-------- ENTRIES

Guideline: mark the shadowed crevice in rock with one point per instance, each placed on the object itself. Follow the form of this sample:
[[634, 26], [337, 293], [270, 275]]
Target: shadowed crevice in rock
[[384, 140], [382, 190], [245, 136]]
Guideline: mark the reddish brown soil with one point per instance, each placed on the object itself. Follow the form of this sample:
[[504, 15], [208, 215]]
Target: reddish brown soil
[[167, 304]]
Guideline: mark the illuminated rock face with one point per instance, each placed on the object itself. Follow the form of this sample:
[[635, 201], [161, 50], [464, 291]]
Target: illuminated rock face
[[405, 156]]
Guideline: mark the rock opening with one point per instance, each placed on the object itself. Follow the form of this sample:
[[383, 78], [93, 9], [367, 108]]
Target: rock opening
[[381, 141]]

----------------
-------- ENTRIES

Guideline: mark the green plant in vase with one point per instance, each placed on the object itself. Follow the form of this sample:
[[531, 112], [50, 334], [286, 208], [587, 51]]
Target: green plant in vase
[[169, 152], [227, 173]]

----------------

### THE PROBLEM
Pull out every line in the rows above that contains the word "Target", matching case exactly.

### THE SOLUTION
Target: shadowed crevice in rock
Target: reddish brown soil
Target: illuminated rock face
Target: rock opening
Target: green plant in vase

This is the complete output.